### Given instruction 1:
In the passage on organizational culture, list the adjectives that describe the belief system the culture is based on.
### Given instruction 2:
Answer these questions from the passage on organizational culture:
(a) According to Herb Kelleher, what can competitors go out and buy?
(b) What word did one CEO use for a positive culture?
(c) What did Kelleher say culture has to come from?

The search for, experimentation around, and evaluation of new ideas and methods is behavioral rather than overtly measureable. Measuring the number of meeting hours devoted to brainstorming isn’t the point – it’s the development and protection of new ideas in the hope of developing contributing initiatives.

Protecting new ideas and fostering new approaches is behavioral and, therefore, cultural. These behaviors need to be ‘baked in’ if the organization is to adapt, thrive, and survive.

Available Spirit Unexploited – Defendable Market Position

Many organizations have strategic plans but those with good plans and a positive culture can respond more effectively to competitive pressures. One CEO called a positive culture “powerful”.

Herb Kelleher, ex-CEO of Southwest said, “… we’re interested in intangibles — a spiritual infusion — because they are the hardest things for your competitors to replicate. The tangible things your competitors can go out and buy. But they can’t buy your spirit. So it’s the most powerful thing of all.”*

Building a Culture

Herb Kelleher from the same interview commented, “We used to have a corporate day. Companies would come in from around the world and they were interested in how we hired, trained, that sort of thing. Then we’d say, ‘Treat your people well and they’ll treat you well,’ and then they’d go home disappointed. It was too simple … Or too hard — because it’s a vast mosaic with thousands of little pieces that you have to keep putting in place every day. It’s not a programmatic thing. It can’t be. It has to come from the heart, not the head. If it’s programmatic, everybody will know that and say, “Hell, they’re not sincere; they don’t really care, they’re just telling us that they care.”*

Kelleher referred to culture as a “mosaic,” composed of ‘thousands of little pieces’ or behaviors or interactions based upon a sincere, tangible, demonstrable belief system. To strengthen a culture, leaders must believe and incrementally, daily act in concert with their belief system and set a basic standard of behavior for all their leaders.

### Material provided:

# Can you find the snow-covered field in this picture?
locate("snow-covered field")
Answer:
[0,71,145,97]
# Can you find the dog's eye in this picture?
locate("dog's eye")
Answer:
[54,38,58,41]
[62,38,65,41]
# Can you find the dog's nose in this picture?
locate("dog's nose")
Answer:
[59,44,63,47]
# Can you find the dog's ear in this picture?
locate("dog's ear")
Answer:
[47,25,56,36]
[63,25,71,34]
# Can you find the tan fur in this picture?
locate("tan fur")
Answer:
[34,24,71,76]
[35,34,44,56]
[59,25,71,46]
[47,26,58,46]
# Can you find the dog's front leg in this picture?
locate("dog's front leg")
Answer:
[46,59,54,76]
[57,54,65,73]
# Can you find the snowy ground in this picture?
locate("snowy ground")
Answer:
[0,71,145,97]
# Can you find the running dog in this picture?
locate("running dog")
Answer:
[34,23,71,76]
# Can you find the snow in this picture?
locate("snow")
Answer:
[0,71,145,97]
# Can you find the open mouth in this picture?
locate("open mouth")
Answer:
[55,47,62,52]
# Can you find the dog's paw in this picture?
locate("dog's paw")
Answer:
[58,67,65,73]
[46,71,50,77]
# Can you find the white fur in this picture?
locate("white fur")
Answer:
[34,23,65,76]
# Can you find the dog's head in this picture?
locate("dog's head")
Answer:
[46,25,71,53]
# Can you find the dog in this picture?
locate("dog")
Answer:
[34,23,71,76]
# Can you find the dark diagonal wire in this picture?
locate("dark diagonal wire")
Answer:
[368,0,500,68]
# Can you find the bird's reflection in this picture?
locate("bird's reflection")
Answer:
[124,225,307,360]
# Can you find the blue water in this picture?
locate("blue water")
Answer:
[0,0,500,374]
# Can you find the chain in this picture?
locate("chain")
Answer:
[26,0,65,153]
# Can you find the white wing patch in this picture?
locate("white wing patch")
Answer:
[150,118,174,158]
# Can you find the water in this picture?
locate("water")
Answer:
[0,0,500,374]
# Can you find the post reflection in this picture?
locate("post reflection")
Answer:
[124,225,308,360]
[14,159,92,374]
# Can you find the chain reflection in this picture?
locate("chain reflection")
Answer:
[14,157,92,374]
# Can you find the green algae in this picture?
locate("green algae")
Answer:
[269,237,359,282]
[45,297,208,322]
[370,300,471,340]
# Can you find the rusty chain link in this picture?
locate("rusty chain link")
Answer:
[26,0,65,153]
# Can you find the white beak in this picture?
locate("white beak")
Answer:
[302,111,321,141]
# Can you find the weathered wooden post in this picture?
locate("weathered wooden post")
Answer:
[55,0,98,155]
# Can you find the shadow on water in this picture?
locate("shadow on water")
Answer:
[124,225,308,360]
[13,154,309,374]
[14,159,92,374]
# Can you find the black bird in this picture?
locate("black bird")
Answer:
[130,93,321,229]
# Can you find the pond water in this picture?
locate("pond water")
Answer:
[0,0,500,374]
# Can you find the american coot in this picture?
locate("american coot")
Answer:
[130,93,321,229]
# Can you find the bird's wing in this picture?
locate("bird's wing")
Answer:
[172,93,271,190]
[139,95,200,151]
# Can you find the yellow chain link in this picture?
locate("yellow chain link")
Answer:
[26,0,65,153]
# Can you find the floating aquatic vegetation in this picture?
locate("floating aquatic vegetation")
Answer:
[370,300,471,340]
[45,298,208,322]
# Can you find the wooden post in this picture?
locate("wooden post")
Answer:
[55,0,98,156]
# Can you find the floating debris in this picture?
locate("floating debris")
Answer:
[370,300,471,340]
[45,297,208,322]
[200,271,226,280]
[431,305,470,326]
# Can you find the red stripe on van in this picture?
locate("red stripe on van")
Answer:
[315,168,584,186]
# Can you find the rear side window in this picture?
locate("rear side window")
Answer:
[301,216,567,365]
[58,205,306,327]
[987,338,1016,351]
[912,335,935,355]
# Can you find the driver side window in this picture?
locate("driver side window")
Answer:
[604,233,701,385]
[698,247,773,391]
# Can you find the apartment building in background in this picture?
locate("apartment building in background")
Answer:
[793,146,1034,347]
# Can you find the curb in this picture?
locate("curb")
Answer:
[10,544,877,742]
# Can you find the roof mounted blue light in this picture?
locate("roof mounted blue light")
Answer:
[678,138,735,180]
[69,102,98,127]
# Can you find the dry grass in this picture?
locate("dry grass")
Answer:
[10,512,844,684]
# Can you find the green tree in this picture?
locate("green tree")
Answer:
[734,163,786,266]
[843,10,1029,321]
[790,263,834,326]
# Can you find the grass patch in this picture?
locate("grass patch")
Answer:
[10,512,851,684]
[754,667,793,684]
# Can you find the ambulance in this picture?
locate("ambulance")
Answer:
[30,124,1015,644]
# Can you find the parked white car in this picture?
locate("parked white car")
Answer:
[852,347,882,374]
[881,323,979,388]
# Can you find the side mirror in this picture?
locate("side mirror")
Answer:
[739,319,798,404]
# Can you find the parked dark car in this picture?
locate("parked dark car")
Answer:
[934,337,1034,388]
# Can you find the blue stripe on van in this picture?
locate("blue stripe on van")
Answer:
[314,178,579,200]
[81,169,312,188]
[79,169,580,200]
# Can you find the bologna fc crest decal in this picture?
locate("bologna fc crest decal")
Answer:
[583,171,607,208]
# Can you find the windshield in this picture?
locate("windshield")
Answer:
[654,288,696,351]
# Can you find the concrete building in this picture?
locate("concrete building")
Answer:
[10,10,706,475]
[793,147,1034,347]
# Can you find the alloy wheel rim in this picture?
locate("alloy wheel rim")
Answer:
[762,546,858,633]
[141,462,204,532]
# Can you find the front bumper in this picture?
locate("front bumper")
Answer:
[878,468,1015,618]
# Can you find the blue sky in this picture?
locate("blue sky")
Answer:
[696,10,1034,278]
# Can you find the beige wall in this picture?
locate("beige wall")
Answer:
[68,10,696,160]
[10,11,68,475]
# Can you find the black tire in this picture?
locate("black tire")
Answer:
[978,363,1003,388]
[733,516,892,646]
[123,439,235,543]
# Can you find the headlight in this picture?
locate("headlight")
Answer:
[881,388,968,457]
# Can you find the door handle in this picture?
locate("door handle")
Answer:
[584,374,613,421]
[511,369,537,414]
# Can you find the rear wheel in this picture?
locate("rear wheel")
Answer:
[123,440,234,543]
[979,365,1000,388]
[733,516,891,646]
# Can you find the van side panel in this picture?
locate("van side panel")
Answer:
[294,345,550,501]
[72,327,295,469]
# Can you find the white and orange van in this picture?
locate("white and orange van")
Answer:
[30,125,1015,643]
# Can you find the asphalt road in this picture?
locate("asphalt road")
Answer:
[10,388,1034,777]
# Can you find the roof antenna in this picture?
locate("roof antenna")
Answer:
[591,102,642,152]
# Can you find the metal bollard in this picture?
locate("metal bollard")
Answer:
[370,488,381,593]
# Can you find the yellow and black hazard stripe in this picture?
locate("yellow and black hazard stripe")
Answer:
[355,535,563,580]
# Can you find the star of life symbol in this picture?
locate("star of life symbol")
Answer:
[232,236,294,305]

### Exercise answer 1:
sincere, tangible, demonstrable

### Exercise answer 2:
(a) The tangible things.
(b) "Powerful."
(c) The heart, not the head.